*** Records shown Section Begins ***

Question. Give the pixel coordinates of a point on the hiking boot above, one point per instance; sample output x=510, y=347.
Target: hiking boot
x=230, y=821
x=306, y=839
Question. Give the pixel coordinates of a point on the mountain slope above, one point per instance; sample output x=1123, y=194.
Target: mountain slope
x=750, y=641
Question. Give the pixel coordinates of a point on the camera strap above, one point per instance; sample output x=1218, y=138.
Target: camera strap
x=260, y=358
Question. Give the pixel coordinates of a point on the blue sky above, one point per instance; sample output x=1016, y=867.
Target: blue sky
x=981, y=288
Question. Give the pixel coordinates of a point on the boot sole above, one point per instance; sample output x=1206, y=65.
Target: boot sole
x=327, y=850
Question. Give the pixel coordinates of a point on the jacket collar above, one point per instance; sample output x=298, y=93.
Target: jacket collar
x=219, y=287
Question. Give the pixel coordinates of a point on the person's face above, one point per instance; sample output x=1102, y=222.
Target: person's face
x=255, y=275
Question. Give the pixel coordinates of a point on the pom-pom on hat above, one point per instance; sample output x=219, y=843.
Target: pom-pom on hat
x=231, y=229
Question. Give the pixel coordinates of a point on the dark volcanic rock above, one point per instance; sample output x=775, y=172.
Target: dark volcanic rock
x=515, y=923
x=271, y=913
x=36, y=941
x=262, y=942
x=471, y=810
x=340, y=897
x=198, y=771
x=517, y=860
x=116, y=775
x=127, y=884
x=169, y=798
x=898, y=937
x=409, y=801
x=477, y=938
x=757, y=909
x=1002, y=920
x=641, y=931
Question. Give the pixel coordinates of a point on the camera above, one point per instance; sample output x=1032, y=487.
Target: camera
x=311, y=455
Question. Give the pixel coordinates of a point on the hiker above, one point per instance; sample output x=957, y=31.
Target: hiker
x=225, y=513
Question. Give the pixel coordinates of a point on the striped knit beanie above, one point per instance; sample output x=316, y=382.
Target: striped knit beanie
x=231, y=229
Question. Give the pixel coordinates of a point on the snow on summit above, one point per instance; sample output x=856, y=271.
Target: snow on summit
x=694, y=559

*** Records shown Section Ends ***

What this task involves: Set down the lines of the listing above verbatim, first line through the line containing "Question. Give the pixel coordinates of a point on the snow", inclusive; add no other lines.

Solution to this exercise:
Question. Give the pixel coordinates of a point on the hiking boot above, one point per instance; sample output x=510, y=347.
Target: hiking boot
x=230, y=821
x=306, y=839
Question. Give the pixel coordinates of a point on the mountain slope above, one point per instance; sample output x=1123, y=194.
Target: mountain slope
x=750, y=641
Question. Give the pixel coordinates of a point on the camera strap above, one point per instance; sample output x=1218, y=138.
Target: camera strap
x=260, y=358
Question. Give the pixel coordinates of a point on the blue sky above, one point per instance; sample output x=1016, y=867.
Target: blue sky
x=981, y=288
Question. Give the pixel coordinates of a point on the boot sole above, one point per instance; sample output x=1206, y=65.
Target: boot sole
x=327, y=850
Question. Give the pixel coordinates of a point on the jacket collar above, one point per instance; sample output x=298, y=93.
Target: jacket collar
x=219, y=287
Question. Give the pixel coordinates of a point on the person's face above, one point per instance; sample output x=1102, y=222.
Target: person's face
x=255, y=275
Question. Give the pixel coordinates of a point on the pom-pom on hat above, one point per instance; sample output x=219, y=843.
Target: pom-pom on hat
x=231, y=229
Question. Give the pixel coordinates of a point on the dark volcanic rock above, one point per instance; sample output x=775, y=172.
Target: dark volcanic rock
x=515, y=923
x=271, y=913
x=36, y=941
x=262, y=942
x=471, y=810
x=340, y=897
x=198, y=771
x=517, y=860
x=116, y=775
x=127, y=884
x=169, y=798
x=898, y=937
x=409, y=801
x=477, y=938
x=757, y=909
x=1002, y=920
x=641, y=931
Question. Give the pixel coordinates of a point on the camera above, one point per instance; sample output x=1032, y=487.
Target: camera
x=311, y=455
Question. Give the pixel coordinates of a point on the hiker above, one point per instance; sample output x=957, y=31.
Target: hiker
x=225, y=513
Question. Give the pixel coordinates of a point on the striped knit beanie above, one point per instance; sample output x=316, y=382.
Target: striped knit beanie
x=231, y=229
Question. Give the pixel coordinates of a point on the snow on summit above, one point per instance; sample output x=856, y=271.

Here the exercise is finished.